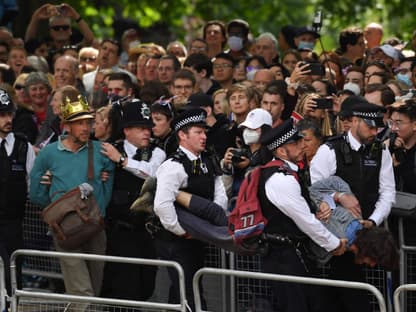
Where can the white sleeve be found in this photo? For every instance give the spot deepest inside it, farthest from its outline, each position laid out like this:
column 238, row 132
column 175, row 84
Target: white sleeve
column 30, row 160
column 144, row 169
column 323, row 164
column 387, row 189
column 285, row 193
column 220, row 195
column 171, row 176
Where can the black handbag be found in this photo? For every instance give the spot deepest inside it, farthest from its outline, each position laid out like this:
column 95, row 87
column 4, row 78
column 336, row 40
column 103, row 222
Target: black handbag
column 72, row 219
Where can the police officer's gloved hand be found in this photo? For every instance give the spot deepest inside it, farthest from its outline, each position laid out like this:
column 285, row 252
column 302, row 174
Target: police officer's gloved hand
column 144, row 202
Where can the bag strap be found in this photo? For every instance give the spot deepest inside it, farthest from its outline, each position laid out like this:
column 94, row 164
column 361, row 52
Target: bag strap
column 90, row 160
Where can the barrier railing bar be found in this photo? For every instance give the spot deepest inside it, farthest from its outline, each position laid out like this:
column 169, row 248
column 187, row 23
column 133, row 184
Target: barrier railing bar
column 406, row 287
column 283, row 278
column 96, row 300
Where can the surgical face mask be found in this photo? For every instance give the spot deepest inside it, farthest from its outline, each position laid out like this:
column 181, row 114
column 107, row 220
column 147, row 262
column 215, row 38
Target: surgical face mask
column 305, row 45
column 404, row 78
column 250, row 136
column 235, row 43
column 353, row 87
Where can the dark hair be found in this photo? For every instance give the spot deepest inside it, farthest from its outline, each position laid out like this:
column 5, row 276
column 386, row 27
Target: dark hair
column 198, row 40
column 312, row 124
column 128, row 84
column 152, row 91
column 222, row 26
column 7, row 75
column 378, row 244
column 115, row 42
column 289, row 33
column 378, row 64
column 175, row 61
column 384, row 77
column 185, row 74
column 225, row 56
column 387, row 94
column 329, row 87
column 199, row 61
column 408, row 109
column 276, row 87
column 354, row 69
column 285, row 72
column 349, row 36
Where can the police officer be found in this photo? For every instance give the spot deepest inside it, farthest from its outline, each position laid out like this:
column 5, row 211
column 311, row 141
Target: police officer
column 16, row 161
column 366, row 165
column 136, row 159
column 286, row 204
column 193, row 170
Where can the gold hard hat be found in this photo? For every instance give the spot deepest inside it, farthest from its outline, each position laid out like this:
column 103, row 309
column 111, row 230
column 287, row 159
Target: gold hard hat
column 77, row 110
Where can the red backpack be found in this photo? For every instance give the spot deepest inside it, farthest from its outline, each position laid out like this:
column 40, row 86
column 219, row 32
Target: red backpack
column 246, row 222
---
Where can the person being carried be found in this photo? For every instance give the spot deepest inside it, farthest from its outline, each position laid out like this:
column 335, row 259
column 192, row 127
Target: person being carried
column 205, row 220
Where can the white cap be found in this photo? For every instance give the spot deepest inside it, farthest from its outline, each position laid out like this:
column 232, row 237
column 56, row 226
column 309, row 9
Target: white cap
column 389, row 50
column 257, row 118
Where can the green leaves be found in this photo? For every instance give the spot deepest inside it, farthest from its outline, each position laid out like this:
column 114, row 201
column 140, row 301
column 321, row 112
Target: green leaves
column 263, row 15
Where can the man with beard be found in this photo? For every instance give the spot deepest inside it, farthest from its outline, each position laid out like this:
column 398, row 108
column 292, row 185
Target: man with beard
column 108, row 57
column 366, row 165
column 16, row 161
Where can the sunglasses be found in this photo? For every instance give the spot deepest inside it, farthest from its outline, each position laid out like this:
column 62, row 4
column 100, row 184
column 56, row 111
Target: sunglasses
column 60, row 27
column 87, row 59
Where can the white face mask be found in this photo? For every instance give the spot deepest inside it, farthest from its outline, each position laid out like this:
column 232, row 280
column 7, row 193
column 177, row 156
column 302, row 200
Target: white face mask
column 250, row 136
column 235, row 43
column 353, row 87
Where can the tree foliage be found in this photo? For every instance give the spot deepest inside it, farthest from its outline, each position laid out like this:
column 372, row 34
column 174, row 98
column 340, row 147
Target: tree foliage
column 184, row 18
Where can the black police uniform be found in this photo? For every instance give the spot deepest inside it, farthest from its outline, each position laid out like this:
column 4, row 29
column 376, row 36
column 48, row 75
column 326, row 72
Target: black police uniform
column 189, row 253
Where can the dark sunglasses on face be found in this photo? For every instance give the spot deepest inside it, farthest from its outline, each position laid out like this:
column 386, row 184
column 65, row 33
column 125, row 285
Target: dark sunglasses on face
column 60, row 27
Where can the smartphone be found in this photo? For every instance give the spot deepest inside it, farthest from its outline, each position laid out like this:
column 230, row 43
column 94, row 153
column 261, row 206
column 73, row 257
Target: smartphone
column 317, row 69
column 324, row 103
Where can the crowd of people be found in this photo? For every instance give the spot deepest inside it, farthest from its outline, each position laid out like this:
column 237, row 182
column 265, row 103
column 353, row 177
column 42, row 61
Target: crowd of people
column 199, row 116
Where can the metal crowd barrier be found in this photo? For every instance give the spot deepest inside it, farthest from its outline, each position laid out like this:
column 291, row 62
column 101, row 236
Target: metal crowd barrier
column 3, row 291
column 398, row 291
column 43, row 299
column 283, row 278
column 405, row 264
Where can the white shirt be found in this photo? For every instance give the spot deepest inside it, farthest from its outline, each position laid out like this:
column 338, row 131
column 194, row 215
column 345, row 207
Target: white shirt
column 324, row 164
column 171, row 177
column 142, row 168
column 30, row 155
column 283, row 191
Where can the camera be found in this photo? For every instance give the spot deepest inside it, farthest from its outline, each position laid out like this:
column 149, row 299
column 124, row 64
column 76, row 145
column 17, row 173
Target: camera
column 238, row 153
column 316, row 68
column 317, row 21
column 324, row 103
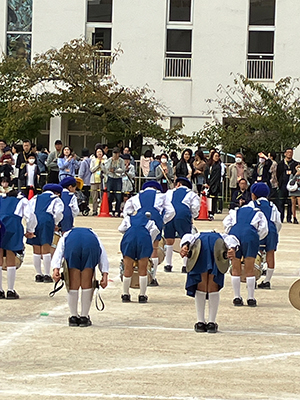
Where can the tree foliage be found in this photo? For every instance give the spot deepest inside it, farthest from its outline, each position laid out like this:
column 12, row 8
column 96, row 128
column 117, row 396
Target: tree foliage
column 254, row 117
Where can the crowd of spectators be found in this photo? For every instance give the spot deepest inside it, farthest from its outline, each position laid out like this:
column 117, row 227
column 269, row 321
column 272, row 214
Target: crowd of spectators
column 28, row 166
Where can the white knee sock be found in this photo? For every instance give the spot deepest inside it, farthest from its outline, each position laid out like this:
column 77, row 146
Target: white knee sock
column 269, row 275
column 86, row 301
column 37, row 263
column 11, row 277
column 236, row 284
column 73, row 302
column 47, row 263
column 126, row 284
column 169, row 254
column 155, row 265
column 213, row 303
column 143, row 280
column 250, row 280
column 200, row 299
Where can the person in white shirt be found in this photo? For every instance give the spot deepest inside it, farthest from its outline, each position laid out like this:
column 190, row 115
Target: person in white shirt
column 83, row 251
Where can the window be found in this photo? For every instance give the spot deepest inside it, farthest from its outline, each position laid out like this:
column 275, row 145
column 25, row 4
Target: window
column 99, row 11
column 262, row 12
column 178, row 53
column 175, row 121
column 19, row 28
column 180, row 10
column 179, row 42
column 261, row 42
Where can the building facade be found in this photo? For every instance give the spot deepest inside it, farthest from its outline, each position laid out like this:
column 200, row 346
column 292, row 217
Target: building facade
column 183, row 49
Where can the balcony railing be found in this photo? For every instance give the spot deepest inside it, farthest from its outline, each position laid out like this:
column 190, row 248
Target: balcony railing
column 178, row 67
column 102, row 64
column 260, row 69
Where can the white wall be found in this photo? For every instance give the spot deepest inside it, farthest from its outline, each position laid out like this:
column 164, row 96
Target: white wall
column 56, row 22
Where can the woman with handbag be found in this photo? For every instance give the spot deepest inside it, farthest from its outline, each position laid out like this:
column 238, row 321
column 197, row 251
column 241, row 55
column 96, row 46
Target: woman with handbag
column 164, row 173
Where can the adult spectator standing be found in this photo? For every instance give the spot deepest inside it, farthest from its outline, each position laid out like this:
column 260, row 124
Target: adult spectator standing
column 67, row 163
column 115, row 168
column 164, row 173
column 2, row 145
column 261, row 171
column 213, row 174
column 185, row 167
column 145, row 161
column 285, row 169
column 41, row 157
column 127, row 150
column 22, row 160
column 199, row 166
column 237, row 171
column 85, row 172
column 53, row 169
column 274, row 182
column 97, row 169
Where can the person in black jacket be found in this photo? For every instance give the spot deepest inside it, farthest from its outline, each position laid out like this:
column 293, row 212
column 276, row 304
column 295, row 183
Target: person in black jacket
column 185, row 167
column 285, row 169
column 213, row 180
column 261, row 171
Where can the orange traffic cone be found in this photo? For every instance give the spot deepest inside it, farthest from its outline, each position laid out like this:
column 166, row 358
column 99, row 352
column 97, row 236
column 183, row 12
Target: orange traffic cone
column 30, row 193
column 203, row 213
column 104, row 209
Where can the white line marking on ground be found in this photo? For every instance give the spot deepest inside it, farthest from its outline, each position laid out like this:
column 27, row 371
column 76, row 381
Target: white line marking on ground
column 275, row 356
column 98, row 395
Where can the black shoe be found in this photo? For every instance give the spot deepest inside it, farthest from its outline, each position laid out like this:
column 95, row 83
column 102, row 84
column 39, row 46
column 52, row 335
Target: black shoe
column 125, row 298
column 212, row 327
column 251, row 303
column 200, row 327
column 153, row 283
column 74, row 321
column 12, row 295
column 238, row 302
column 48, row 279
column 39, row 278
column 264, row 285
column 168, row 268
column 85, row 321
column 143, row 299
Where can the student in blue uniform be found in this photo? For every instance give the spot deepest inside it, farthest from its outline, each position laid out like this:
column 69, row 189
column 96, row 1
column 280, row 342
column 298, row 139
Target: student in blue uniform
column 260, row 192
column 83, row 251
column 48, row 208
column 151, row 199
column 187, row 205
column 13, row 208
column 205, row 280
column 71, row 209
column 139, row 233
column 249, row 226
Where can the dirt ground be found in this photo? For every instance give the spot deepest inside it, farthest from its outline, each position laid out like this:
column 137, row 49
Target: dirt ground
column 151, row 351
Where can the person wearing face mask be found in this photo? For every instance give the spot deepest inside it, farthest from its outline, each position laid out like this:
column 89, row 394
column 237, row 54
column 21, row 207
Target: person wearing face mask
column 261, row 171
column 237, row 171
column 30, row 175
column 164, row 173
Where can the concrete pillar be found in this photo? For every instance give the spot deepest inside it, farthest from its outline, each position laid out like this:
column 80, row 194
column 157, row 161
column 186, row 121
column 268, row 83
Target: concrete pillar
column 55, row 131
---
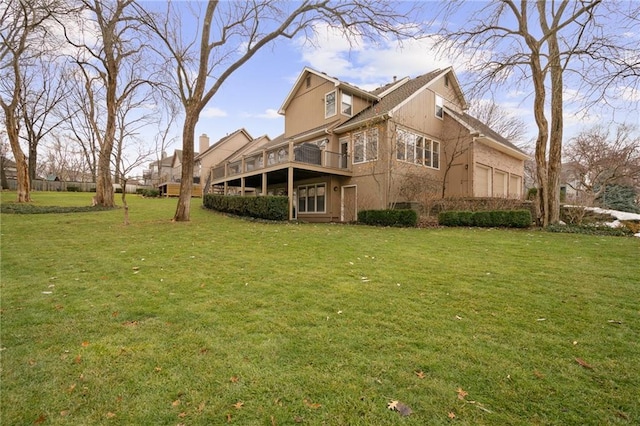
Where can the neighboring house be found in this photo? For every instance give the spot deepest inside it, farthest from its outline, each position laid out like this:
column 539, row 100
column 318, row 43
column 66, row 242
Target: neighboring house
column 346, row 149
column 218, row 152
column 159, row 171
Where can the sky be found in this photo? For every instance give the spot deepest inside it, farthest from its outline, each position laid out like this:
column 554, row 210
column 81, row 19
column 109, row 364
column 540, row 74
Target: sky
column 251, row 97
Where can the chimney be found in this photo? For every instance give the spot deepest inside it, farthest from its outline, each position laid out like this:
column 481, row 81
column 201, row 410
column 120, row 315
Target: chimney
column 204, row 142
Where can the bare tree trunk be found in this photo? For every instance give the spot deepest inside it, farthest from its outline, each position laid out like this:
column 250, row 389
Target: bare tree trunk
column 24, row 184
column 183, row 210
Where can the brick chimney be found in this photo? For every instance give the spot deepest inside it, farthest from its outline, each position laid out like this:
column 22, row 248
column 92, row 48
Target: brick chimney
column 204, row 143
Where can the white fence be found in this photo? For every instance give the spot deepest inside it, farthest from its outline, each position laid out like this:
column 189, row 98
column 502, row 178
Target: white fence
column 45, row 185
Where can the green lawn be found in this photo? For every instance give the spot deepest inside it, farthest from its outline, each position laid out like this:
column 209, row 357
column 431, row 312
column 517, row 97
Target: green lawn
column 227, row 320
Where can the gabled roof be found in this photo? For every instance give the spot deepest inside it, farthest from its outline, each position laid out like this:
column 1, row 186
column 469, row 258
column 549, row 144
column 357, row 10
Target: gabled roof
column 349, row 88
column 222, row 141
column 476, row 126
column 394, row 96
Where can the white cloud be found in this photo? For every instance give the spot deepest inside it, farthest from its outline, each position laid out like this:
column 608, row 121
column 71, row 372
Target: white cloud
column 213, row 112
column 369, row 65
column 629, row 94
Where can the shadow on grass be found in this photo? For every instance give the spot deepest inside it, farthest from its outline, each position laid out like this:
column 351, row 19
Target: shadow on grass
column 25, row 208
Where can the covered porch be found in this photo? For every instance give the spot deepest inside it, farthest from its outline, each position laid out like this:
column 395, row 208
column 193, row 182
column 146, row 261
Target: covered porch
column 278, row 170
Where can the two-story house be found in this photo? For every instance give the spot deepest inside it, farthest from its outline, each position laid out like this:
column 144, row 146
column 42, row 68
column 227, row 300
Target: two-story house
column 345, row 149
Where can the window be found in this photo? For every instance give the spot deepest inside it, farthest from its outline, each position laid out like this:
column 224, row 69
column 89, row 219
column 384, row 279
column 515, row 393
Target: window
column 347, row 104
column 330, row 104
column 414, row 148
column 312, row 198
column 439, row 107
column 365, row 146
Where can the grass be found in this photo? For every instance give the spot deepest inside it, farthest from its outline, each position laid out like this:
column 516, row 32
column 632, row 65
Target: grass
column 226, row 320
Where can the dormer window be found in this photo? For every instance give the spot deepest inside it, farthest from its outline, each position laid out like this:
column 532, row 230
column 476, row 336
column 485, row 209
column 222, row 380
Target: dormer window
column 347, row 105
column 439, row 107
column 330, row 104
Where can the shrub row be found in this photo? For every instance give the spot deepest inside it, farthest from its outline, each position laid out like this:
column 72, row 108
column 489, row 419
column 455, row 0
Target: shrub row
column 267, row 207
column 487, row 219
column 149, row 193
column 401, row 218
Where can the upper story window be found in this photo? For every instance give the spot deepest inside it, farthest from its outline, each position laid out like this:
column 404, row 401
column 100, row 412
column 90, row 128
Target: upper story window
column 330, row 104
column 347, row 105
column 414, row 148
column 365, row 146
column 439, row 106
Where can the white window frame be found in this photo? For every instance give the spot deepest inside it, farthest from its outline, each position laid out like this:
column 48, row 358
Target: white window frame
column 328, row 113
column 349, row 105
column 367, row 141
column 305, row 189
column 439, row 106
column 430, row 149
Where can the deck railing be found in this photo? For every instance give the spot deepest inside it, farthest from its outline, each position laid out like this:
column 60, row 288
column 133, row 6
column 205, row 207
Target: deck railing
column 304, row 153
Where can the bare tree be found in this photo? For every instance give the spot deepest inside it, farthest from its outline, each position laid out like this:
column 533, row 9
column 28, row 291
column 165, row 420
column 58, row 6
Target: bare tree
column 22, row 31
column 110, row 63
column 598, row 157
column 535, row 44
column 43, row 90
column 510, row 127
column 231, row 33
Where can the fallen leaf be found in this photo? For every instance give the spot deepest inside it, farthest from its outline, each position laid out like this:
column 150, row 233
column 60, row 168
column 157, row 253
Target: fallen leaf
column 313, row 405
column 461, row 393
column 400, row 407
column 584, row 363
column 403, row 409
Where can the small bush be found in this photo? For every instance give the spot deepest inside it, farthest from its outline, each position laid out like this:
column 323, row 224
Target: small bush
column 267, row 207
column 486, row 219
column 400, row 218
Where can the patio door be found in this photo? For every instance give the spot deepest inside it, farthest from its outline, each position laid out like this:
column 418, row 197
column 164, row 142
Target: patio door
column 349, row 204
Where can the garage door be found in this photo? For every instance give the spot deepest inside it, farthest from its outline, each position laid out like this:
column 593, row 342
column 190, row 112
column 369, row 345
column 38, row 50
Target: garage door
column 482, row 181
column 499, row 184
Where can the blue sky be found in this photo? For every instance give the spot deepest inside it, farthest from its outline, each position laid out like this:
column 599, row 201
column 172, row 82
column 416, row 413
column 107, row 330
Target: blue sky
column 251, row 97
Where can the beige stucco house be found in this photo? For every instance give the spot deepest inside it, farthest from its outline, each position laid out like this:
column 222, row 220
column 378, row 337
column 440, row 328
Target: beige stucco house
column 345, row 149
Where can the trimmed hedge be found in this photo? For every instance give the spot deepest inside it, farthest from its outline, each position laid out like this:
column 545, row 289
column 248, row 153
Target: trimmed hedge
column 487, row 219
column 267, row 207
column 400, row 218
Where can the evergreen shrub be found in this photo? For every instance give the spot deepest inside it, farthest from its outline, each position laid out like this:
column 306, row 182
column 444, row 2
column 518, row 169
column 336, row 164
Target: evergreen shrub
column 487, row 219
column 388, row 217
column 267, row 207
---
> Instructions for the task
How many of the lines above contain the word "knee"? Give only the number.

> Task output
2